## STATED TASK
Reproduce the rows below word for word, leaving out the pictures.
--- BEGIN DATA FOR PROCESSING ---
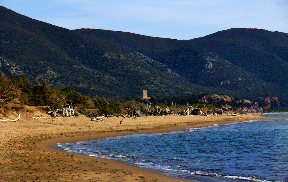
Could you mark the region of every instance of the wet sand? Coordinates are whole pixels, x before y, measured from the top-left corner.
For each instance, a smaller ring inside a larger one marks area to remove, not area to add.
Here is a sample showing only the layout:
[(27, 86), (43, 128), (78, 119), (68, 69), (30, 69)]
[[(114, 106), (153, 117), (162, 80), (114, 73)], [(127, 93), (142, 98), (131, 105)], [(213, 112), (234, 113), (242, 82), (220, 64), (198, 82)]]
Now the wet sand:
[[(272, 119), (249, 115), (113, 117), (104, 118), (104, 122), (101, 123), (80, 115), (54, 119), (52, 123), (52, 119), (32, 118), (48, 116), (41, 112), (21, 115), (16, 122), (0, 122), (1, 181), (191, 181), (120, 160), (68, 153), (52, 146), (56, 146), (56, 143)], [(15, 113), (8, 117), (14, 119), (17, 116)]]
--- END DATA FOR PROCESSING ---
## TASK RESPONSE
Could you mark the region of every instance of the wet sand? Coordinates are whole pixels, x before y, measured from the top-left corner.
For each instance, a smaller ring inside a larger one marks area to remove, not area to add.
Here is a sample showing only the layout:
[(27, 86), (43, 128), (78, 119), (68, 69), (30, 69)]
[[(114, 106), (153, 117), (162, 80), (114, 73)], [(127, 93), (142, 98), (131, 105)], [(213, 112), (234, 113), (242, 82), (220, 64), (198, 82)]]
Now the wet sand:
[[(272, 119), (249, 115), (113, 117), (104, 118), (104, 122), (101, 123), (80, 115), (54, 119), (52, 123), (52, 119), (32, 118), (48, 116), (41, 112), (21, 115), (16, 122), (0, 122), (1, 181), (191, 181), (120, 160), (68, 153), (52, 146), (56, 146), (56, 143)], [(15, 113), (8, 117), (14, 119), (17, 116)]]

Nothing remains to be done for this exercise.